FONTE:
L’occupazione è nata all’interno di una tre giorni soprannominata di passione rossonera per liberare spazi d’autogestione. È iniziata con un presidio venerdì 10 aprile in piazza Matteotti per poi proseguire con il corteo di sabato dove hanno partecipato molte persone, un corteo festoso che ha attraversato il centro della città, con svariati gruppi che hanno suonato su un palco a 6 ruote, il tutto chiuso da un trattore con un telo enorme dove è stato scritto “Libera”. La domenica 12 e il lunedì 13 si è tenuta una festa dell’ambiente ed è proseguita la costruzione degli orti.
Il primo comunicato prodotto dagli occupanti che riportiamo integralmente nella pagina seguente è molto chiaro sin dalla prima frase:
L’autogestione è inarrestabile. Inarrestabile perché si nutre di desideri, sogni, idee, progettualità di individui liberi.

RIGHE ESTRATTE:
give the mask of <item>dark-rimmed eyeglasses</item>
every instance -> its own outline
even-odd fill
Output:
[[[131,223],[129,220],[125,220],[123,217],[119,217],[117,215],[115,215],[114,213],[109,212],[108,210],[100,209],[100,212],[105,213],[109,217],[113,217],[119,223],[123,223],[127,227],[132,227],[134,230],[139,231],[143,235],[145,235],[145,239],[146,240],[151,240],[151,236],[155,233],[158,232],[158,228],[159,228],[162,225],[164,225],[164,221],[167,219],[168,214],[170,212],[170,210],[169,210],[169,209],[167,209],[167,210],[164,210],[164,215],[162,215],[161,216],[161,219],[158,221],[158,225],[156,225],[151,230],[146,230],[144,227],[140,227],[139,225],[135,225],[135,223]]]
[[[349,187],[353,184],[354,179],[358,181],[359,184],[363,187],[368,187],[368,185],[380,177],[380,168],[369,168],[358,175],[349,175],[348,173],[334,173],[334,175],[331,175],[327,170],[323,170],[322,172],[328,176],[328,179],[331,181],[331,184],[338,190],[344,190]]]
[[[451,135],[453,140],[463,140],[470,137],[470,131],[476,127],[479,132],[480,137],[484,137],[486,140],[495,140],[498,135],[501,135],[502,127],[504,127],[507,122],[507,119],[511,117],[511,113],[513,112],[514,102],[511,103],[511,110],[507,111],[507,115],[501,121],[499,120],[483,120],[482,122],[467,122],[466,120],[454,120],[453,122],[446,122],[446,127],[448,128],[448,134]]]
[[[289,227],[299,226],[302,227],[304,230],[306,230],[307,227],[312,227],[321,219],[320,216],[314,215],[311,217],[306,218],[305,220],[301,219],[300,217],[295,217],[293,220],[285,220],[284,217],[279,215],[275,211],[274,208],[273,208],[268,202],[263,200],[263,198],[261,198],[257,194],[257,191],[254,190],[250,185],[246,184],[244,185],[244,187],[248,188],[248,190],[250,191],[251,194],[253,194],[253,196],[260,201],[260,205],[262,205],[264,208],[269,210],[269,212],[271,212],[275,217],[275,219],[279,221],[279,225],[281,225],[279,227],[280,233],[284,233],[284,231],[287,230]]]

COMPITI DA SVOLGERE:
A - Secondo il testo sull'occupazione, quale parola era scritta sul telo enorme portato dal trattore?
B - Prosegui il testo sull'occupazione a partire dall'ultima frase riportata.

RISPOSTE ATTESE:
A - Sul telo era scritto "Libera".

B -
Come voler chiarire alla giunta comunale che li ha sgomberati da Libera che è inutile continuare a usare la repressione contro gli individui liberi perché continueranno per questa strada quella della autogestione e della libertà.
Importante notare come la giunta e la questura invece anche questa volta si sia accanita incredibilmente con i manifestanti, sin dalle prime ore del pomeriggio ingenti le forze di polizia e carabinieri dispiegate sul territorio modenese ma soprattutto la Digos era indaffarata a fare fermi (persino a Bologna e Milano), a identificare, fotografare intimidire i compagni che volevano mostrarsi solidali con libera e il collettivo degli agitati, la maggior parte dei partecipanti di questo corteo forse addirittura fin troppo festoso, sono stati fermati, schedati dalle forze di polizia.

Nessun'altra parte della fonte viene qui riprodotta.